/---

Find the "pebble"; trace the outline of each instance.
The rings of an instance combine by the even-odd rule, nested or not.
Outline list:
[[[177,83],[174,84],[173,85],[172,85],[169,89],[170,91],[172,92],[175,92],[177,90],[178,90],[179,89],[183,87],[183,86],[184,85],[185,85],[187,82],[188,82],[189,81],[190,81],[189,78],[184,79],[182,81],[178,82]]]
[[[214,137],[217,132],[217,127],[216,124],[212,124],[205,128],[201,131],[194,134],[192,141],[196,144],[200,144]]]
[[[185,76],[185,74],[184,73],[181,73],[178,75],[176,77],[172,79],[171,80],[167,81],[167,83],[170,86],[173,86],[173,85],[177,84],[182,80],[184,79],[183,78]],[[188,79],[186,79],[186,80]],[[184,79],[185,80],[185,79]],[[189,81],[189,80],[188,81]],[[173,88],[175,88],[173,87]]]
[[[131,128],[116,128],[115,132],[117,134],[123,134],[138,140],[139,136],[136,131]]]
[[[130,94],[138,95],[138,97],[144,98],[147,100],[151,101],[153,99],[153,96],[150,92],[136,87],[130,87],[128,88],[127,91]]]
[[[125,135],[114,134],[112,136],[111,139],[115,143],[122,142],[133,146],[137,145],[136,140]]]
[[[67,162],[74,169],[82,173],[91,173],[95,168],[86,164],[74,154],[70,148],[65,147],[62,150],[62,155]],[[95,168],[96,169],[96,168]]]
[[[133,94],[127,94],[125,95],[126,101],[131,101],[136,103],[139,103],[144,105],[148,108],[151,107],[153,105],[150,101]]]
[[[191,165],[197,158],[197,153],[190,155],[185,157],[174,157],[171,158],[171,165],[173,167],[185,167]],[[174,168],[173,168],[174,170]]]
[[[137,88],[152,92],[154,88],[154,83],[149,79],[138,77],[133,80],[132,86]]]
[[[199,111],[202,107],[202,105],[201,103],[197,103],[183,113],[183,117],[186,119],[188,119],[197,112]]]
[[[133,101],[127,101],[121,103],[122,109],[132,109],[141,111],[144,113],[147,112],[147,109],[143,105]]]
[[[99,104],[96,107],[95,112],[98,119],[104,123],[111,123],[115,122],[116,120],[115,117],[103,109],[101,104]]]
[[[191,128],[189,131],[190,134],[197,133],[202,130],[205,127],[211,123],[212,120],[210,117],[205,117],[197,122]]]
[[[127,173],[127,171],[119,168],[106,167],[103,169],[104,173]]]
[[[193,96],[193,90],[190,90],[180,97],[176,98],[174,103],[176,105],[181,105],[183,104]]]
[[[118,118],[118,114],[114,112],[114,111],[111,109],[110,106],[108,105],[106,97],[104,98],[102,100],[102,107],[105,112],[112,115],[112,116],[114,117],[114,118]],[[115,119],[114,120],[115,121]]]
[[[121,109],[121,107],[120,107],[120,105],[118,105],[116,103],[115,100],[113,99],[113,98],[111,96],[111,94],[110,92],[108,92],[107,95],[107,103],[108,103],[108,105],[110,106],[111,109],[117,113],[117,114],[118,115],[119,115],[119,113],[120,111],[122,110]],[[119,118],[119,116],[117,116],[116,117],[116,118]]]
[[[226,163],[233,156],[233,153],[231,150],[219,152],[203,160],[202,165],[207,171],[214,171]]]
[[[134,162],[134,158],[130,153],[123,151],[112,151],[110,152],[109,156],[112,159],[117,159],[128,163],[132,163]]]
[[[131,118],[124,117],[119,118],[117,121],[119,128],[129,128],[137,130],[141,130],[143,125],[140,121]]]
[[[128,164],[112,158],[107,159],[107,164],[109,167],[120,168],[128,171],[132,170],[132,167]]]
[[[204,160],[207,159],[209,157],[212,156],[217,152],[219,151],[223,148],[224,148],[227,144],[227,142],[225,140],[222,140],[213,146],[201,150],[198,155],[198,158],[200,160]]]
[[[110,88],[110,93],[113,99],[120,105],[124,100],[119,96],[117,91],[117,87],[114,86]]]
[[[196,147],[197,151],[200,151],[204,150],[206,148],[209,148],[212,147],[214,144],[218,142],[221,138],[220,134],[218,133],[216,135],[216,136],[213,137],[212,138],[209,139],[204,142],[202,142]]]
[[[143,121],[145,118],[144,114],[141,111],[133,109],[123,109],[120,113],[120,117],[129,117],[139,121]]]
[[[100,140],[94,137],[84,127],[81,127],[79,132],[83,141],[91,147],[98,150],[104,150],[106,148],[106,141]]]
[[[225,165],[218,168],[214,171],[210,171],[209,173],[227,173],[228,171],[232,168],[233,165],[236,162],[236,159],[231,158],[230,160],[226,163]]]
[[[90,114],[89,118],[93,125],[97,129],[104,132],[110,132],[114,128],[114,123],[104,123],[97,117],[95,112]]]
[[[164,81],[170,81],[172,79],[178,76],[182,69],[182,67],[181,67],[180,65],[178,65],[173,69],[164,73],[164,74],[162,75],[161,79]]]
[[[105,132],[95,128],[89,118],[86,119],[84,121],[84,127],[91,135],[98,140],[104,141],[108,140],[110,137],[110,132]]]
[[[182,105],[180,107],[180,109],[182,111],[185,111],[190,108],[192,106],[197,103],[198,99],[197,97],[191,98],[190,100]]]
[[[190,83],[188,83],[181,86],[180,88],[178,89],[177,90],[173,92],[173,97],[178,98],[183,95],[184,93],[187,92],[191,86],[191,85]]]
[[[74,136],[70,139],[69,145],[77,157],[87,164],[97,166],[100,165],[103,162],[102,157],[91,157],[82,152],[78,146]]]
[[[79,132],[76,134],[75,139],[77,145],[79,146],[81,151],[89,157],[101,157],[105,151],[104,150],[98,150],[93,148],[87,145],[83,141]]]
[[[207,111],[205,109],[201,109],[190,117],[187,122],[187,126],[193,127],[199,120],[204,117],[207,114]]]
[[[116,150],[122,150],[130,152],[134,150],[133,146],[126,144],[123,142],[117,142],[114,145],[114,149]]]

\---

Locate every line of the data above that contains the word "instance", treating uppercase and lowercase as different, and copy each such line in full.

Final result:
Find the "pebble"; trace the outline of each instance.
The rings of an instance combine by the even-odd rule, nested or not.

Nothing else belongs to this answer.